Aufgabe: Bring alle Zeilen der folgenden Datensätze ohne Leerzeilen in eine nummerierte Liste. Lass die Bilder dabei weg.

Eingabedatensätze:
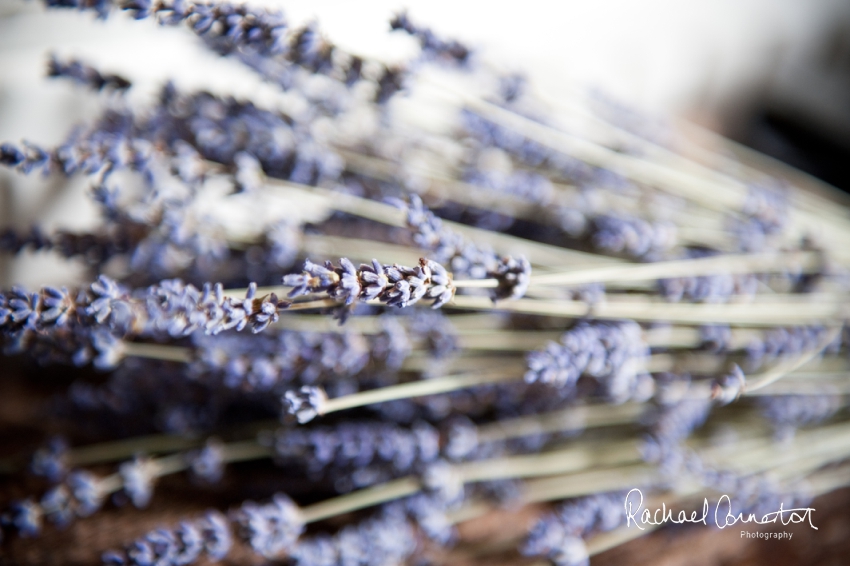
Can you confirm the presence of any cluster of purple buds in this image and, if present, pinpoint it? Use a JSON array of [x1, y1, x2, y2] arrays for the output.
[[281, 385, 328, 424], [699, 324, 732, 354], [44, 0, 403, 104], [151, 85, 342, 184], [390, 12, 471, 65], [658, 249, 758, 303], [592, 214, 676, 257], [0, 110, 154, 182], [283, 258, 455, 309], [520, 493, 626, 566], [525, 321, 649, 402], [729, 185, 790, 252], [274, 422, 440, 483], [291, 505, 417, 566], [0, 226, 131, 264], [102, 511, 233, 566], [0, 470, 105, 537], [396, 195, 531, 300], [47, 56, 133, 91], [190, 330, 372, 391], [139, 279, 284, 337], [758, 391, 842, 439], [233, 493, 304, 559]]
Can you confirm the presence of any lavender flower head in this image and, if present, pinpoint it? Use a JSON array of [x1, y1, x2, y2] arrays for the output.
[[283, 258, 455, 309], [525, 321, 649, 402]]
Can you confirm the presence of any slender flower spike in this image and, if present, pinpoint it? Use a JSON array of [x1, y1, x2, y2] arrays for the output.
[[283, 258, 458, 309], [488, 257, 531, 302], [282, 385, 328, 424]]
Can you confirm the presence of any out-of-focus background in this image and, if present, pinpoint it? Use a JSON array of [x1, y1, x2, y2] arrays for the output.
[[0, 0, 850, 564], [0, 0, 850, 285]]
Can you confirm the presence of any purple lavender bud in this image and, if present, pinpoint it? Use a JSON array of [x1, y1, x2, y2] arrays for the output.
[[281, 385, 328, 424], [118, 458, 156, 508], [0, 143, 26, 167], [47, 55, 132, 91], [100, 550, 127, 566], [66, 470, 104, 517], [237, 493, 304, 558], [422, 459, 464, 504], [525, 321, 649, 402], [233, 151, 264, 192]]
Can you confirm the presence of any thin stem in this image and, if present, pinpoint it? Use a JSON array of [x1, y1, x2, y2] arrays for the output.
[[265, 179, 622, 266], [453, 296, 847, 326], [529, 252, 823, 287], [301, 476, 422, 523], [744, 326, 843, 395], [321, 367, 523, 414]]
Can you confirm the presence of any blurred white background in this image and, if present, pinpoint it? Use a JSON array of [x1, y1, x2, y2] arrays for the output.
[[0, 0, 850, 284]]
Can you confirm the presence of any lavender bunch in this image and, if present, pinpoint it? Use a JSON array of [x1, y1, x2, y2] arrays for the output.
[[525, 321, 649, 402], [521, 493, 626, 566], [47, 55, 133, 91], [0, 0, 850, 566], [283, 258, 455, 309]]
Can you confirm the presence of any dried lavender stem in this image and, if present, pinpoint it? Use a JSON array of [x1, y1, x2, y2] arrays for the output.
[[438, 77, 850, 246], [320, 367, 523, 414], [477, 403, 644, 442], [264, 179, 622, 266], [712, 423, 850, 473], [337, 147, 729, 247], [457, 440, 641, 483], [68, 434, 202, 467], [744, 325, 843, 395], [523, 464, 658, 503], [301, 476, 422, 523]]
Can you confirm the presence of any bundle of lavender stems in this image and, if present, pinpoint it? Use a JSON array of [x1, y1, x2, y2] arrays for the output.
[[0, 0, 850, 566]]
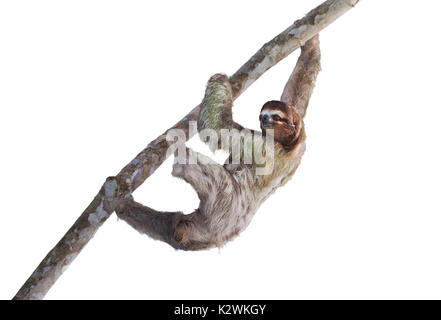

Vollständige Antwort:
1. Can you confirm the presence of any cluster of purple buds in this image and, if present, pinpoint it? Use a JSON array of [x1, y1, x2, y2] arrays for the output.
2. [[281, 385, 328, 424], [699, 324, 732, 354], [44, 0, 403, 104], [151, 85, 342, 184], [390, 12, 471, 65], [658, 249, 758, 303], [592, 214, 676, 257], [0, 110, 154, 182], [283, 258, 455, 309], [520, 493, 626, 566], [525, 321, 649, 402], [729, 185, 790, 252], [274, 422, 440, 483], [291, 505, 417, 566], [0, 226, 131, 264], [102, 511, 233, 566], [0, 470, 105, 537], [396, 195, 531, 300], [47, 56, 133, 91], [190, 330, 372, 391], [139, 279, 284, 337], [758, 391, 842, 439], [233, 493, 304, 559]]
3. Can you confirm the presence of any lavender flower head in this image and, if present, pinpoint it? Use a JSON array of [x1, y1, x2, y2] arrays for the output.
4. [[283, 258, 455, 309], [525, 321, 649, 402]]
5. Can you confirm the presence of any slender flower spike in this image and, if present, pinpoint it? Use a JSON array of [x1, y1, x2, y2] arrays for the output.
6. [[283, 258, 458, 309], [488, 257, 531, 302], [282, 385, 328, 424]]
7. Can you confirm the presence of any out-of-focus background in this image and, if present, pinpoint it? Use a JSON array of [x1, y1, x2, y2] arrays for the output.
8. [[0, 0, 850, 564], [0, 0, 850, 285]]
9. Can you confirm the presence of any purple lavender bud in this image and, if present, pinpoint it? Use a JSON array of [x1, y1, x2, y2] arrays for the output.
10. [[281, 385, 328, 424], [118, 458, 156, 508], [0, 143, 26, 167], [47, 55, 132, 91], [100, 550, 127, 566], [66, 470, 104, 517], [237, 493, 304, 558], [422, 459, 464, 504], [525, 321, 649, 402], [233, 151, 264, 192]]
11. Can you confirm the presence of any thin stem in this image and, if present, pinpoint it? Use a JSON array of [x1, y1, x2, y2] arrays for the output.
12. [[265, 179, 622, 266], [453, 296, 847, 326], [529, 252, 823, 287], [301, 476, 422, 523], [744, 326, 843, 395], [321, 367, 523, 414]]
13. Can you confirm the presence of any blurred white background in this image and, if present, pinpoint it? Use a JSON array of [x1, y1, x2, y2] arrays for the output.
14. [[0, 0, 850, 284]]
15. Can you confirm the presence of any lavender bunch in this image and, if present, pinpoint it? Use a JSON array of [x1, y1, x2, y2] arrays for the output.
16. [[525, 321, 649, 402], [521, 493, 626, 566], [47, 55, 133, 91], [0, 0, 850, 566], [283, 258, 455, 309]]
17. Can you confirm the presence of any dried lavender stem in this image and, if present, pinpoint it? Use a JSON array of [x1, y1, x2, y2] arrays for the output.
18. [[438, 77, 850, 246], [320, 367, 523, 414], [477, 403, 644, 442], [264, 179, 622, 266], [712, 423, 850, 473], [337, 147, 729, 247], [457, 440, 641, 483], [68, 434, 202, 467], [744, 325, 843, 395], [523, 464, 658, 503], [301, 476, 422, 523]]
19. Can you confirm the presence of any bundle of lavender stems in this image and, if present, pinpoint it? Use a JSON array of [x1, y1, x2, y2] arrays for the output.
20. [[0, 0, 850, 566]]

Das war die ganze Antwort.